### Document text
Materials Testing 2015 attracts record numbers


More than 1000 visitors took advantage of the exhibition and appraised themselves of a vast range of the latest NDT equipment on display from over 75 exhibitors. Also featuring at this year’s event were free tuition sessions, commercial presentations and practical demonstrations. These sessions proved to be extremely popular and were designed to appeal to all exhibition visitors, but especially practitioners: one presenting papers of a more commercial/practical nature and the other comprising tutorial-type sessions on the common NDT methods, all running in parallel throughout the three days.

Another highlight of the proceedings was the presence of the Bloodhound SSC (SuperSonic Car) Show Car throughout the event, as well as a presentation from Tony Parraman, Head of Sponsor Liaison, on the opening evening of the exhibition. This was an opportunity for people from the NDT sector to see and hear about this exciting project, which will be attempting to set a new land-speed record, and see how the success of the project depends to a large extent on the effective application of NDT and condition monitoring.

Materials Testing thus lived up to its billing as the premier forum for a concentration of materials testing innovation and excellence.

John Hansen, Chairman of the MT 2015 Organising Committee and Managing Director of ETher NDE, said: “This year’s Materials Testing exhibition was the most ambitious ever organised by BINDT. With over 75 exhibitors, two parallel free informative sessions running on the exhibition floor and the Bloodhound Car, there was a lot to reward the visitor. So, it comes as no surprise that the visitor numbers were the highest for many years. As an exhibitor, we were exceptionally satisfied with the quality and quantity of the many enquiries we received. I look forward to starting the planning for Materials Testing 2017.”

### Problem to solve
Answer these questions from the Materials Testing 2015 report:
1. How many visitors attended the exhibition?
2. What position did Tony Parraman hold?
3. According to John Hansen, which organization organized the exhibition?

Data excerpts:
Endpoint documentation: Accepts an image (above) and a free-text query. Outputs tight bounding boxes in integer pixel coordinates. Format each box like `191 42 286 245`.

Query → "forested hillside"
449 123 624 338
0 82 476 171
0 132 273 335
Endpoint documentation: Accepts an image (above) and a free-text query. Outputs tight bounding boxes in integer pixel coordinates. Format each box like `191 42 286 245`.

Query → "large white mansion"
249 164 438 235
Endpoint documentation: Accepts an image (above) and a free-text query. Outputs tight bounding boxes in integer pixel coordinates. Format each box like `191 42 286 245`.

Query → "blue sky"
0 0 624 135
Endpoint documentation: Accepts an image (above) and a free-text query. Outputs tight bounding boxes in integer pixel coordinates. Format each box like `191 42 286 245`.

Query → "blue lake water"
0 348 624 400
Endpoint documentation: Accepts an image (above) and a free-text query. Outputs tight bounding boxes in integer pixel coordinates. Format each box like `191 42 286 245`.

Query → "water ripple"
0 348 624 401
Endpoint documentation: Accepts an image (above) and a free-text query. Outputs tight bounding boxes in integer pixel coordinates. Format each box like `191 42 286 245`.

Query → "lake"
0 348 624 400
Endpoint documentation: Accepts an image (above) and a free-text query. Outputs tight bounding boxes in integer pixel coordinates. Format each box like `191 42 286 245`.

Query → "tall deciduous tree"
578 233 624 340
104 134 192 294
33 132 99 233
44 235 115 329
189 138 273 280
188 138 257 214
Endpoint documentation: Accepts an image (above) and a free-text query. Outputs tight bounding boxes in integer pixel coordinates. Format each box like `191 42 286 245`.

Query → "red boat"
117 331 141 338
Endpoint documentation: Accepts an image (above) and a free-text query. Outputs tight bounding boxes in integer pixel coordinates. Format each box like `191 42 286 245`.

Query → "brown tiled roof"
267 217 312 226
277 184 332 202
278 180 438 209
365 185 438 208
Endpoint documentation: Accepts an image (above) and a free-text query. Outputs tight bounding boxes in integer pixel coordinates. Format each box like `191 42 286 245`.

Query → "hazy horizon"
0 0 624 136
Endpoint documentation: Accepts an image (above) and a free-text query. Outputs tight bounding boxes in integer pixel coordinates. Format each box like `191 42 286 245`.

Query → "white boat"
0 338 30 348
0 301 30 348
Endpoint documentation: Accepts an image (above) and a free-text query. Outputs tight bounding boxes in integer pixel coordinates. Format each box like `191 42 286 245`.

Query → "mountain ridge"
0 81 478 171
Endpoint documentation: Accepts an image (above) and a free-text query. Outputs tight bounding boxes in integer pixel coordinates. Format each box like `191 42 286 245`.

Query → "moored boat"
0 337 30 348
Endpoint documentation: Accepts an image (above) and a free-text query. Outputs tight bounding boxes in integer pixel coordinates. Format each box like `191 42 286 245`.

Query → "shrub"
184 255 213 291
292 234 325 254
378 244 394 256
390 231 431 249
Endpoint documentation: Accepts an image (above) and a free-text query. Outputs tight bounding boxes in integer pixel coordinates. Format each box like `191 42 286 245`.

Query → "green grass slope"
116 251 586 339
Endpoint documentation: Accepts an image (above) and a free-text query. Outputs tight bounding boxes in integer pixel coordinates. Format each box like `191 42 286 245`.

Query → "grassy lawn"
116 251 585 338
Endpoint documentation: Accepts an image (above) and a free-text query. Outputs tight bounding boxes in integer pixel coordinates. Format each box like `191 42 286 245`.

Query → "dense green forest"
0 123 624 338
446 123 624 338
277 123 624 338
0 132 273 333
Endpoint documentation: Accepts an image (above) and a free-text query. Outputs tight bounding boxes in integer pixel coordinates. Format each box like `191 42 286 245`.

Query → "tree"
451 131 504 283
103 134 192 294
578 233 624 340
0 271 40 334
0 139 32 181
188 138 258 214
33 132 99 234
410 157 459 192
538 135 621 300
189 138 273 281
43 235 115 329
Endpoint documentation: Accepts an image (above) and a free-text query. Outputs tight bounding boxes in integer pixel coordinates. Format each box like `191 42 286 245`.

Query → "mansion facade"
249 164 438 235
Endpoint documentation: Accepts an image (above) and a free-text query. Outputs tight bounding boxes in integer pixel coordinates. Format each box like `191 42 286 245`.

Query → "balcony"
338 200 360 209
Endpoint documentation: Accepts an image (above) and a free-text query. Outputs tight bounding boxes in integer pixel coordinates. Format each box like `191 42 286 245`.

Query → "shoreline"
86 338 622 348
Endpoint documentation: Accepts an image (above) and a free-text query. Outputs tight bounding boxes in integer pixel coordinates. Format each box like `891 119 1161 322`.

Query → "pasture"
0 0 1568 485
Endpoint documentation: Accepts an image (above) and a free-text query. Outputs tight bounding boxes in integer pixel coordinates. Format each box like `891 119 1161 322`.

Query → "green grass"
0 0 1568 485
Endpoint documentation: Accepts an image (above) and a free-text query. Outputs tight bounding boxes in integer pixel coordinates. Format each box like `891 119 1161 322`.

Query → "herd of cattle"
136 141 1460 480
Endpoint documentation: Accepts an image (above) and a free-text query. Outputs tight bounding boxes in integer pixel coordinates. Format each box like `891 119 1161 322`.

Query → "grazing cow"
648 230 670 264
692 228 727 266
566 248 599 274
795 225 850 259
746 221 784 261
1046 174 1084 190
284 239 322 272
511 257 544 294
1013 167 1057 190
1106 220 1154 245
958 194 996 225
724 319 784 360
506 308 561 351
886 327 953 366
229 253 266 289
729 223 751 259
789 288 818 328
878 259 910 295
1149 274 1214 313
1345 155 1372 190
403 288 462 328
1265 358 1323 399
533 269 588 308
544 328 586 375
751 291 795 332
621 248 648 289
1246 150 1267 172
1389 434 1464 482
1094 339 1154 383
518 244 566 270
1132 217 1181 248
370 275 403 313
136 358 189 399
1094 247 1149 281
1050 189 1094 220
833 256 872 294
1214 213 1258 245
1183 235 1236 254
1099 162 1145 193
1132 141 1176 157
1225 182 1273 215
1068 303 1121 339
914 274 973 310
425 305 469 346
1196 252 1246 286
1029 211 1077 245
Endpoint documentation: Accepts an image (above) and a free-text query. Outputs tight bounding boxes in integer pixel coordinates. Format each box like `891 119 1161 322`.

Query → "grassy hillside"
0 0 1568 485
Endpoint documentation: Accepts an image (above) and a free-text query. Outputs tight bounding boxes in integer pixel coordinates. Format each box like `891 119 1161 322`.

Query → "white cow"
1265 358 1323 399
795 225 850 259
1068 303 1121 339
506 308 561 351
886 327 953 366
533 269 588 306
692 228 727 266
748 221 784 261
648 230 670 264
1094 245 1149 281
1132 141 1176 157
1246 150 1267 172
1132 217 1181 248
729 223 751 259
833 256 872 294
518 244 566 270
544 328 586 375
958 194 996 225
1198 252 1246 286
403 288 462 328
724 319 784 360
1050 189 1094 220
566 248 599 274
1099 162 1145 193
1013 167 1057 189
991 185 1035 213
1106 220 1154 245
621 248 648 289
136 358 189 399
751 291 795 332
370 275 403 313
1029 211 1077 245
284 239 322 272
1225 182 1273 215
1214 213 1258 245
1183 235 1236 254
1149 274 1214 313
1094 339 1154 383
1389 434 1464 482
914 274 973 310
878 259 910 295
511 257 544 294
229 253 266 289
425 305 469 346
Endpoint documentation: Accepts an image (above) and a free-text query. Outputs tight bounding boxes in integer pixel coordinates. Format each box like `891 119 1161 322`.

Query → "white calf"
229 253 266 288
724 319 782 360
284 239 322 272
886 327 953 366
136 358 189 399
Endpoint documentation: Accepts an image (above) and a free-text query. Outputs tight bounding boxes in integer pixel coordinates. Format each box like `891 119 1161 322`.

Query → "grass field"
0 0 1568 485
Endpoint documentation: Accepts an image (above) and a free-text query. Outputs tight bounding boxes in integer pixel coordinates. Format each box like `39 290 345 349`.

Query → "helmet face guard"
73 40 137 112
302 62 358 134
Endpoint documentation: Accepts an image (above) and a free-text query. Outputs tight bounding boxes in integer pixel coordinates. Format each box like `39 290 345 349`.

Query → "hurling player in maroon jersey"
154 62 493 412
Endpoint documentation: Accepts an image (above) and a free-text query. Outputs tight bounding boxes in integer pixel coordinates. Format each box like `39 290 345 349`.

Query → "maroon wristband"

### Response to the exercise
1. More than 1000
2. Head of Sponsor Liaison
3. BINDT